## Texto
Llego a impartir clase, como cada día, a mi 2.º de la ESO. Otra vez el de Física y Química ha dejado la pizarra llena de fórmulas. Papeles por el suelo, mesas y sillas sucias, alguna pintada en la pared. Hay un corrillo de tres estudiantes discutiendo: «Díselo, díselo a Mercedes». Pregunto qué pasa. «La de Plástica me ha suspendido porque dice que no le he entregado dos láminas». Revuelo, protestas: «Las pierde siempre, profe, y luego dice que no se las hemos entregado». Pregunto a la alumna si está segura de haberlo entregado todo. Me dice que sí, que dos días tarde, pero que la de Plástica le admitió los trabajos. Me comprometo a preguntar en la reunión de evaluación, que se celebra esa misma tarde. Les pido que limpien el aula mientras me preparo para la clase, mando a la delegada a por una escoba y quitatintas; les digo que aquello es inadmisible. Cuando abro el cajón para sacar el mando del proyector, me saltan a la cara como Aliens un montón de papeles, trabajos, pinturas rotas. Mientras arranca el proyector, borro la pizarra. Entro en Raíces para pasar lista: la de Matemáticas se ha dejado su sesión abierta.
En el fragor de la limpieza, David y Antonio hacen alarde de su masculinidad: vocean, se empujan, ríen a carcajadotas; recriminan a una compañera que no sabe barrer «a pesar de ser mujer». La chica se revuelve y los llama «machistas»; yo también intervengo.
Cuando les doy las notas de los trabajos en grupo, vuelven las protestas: «En mi grupo hay quien no ha hecho nada y luego la nota es la misma para todos; Fulanito tenía que entregarlo y se le olvidó». Yo les explico otra vez que un trabajo en grupo no es la suma de varios trabajos individuales; que tienen que aprender a utilizar la inteligencia colectiva. Termina la clase después de más protestas: «Nos mandáis demasiados deberes; también tenemos vida por la tarde; nos ponéis tres exámenes el mismo día». Concluyo, como siempre, que no saben organizarse.

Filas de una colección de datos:
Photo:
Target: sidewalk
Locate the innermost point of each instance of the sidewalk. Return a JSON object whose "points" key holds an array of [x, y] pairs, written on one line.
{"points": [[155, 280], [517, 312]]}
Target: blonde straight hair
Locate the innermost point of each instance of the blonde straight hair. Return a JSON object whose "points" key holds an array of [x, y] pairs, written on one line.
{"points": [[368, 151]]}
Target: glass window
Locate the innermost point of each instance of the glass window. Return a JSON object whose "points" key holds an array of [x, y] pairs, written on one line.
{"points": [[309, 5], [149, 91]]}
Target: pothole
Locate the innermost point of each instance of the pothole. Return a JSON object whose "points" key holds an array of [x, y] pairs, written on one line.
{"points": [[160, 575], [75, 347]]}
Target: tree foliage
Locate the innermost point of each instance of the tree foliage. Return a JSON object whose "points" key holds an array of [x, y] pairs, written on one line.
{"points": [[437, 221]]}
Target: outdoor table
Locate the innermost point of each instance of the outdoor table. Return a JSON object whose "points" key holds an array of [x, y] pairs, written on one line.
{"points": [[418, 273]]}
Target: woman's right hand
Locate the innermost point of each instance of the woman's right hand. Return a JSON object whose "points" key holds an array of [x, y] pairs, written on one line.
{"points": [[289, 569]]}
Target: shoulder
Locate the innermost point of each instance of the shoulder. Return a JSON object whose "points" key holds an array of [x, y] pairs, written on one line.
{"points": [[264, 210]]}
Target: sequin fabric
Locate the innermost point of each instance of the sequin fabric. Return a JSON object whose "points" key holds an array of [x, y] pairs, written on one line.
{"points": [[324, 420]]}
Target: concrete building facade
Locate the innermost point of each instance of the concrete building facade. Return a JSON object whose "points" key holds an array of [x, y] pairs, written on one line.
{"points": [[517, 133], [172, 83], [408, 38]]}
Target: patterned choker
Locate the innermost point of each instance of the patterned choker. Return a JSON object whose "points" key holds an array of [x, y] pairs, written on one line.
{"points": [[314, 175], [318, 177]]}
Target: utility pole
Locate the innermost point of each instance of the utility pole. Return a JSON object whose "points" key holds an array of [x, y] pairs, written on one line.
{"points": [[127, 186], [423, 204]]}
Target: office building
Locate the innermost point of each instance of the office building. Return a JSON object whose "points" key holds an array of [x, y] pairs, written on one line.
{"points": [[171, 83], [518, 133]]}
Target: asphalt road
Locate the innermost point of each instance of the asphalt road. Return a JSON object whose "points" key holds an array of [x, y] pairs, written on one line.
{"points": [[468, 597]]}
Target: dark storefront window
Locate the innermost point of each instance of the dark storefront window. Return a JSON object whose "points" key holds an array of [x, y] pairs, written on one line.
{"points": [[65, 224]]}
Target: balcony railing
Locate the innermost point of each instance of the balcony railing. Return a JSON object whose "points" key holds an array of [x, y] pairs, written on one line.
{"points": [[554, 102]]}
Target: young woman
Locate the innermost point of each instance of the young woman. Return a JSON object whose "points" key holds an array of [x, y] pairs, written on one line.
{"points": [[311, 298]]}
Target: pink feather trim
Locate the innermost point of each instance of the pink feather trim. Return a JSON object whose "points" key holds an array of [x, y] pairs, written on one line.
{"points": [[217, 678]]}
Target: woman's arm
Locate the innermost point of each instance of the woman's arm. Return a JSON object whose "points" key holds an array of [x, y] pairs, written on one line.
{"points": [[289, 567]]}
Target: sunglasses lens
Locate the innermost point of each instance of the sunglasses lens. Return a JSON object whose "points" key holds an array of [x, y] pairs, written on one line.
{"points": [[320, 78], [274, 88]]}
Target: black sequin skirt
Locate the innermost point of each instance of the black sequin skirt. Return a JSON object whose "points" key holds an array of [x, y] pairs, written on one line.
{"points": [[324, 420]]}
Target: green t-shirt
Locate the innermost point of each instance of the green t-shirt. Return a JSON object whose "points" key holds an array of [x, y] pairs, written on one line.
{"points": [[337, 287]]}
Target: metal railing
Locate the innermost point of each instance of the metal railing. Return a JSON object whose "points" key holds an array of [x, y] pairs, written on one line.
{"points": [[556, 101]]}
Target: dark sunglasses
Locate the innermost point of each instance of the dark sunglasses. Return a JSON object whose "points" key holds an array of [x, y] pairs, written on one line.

## Actividad propuesta
Indica si cada afirmación concuerda con el texto, respondiendo sí o no y citando literalmente las palabras decisivas: (a) la reunión de evaluación se celebra esa misma tarde; (b) el de Matemáticas ha dejado la pizarra llena de fórmulas; (c) la alumna afirma que entregó las láminas a tiempo. Las filas no intervienen en esta actividad.

## Respuesta
(a) Sí: «Me comprometo a preguntar en la reunión de evaluación, que se celebra esa misma tarde».
(b) No: «Otra vez el de Física y Química ha dejado la pizarra llena de fórmulas».
(c) No: «Me dice que sí, que dos días tarde, pero que la de Plástica le admitió los trabajos».